[Point localization data]
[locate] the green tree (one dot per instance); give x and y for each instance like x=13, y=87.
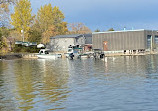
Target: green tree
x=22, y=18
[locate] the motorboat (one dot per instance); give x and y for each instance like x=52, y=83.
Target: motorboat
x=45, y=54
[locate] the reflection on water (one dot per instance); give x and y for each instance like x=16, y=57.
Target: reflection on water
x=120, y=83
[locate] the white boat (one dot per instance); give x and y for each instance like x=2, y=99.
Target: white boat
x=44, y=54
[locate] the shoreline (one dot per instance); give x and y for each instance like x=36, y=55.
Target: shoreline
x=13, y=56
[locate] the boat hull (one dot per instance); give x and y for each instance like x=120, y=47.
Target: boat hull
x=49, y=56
--
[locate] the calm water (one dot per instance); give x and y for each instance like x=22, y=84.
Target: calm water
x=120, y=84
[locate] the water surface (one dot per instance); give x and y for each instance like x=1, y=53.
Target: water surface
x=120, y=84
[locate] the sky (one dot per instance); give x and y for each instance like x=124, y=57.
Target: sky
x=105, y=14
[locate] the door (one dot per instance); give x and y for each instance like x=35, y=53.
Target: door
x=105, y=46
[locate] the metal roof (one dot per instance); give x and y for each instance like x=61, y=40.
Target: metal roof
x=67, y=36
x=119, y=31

— What the task asks —
The lines above from the line with "[locate] the green" through the line with "[locate] the motorboat" are to be given again word for word, with no pictures among them.

— Written solution —
[locate] the green tree (one dot per instance); give x and y for each instance like x=13, y=87.
Target: green tree
x=22, y=18
[locate] the motorboat (one dot per instance); give x and y for each instance like x=52, y=83.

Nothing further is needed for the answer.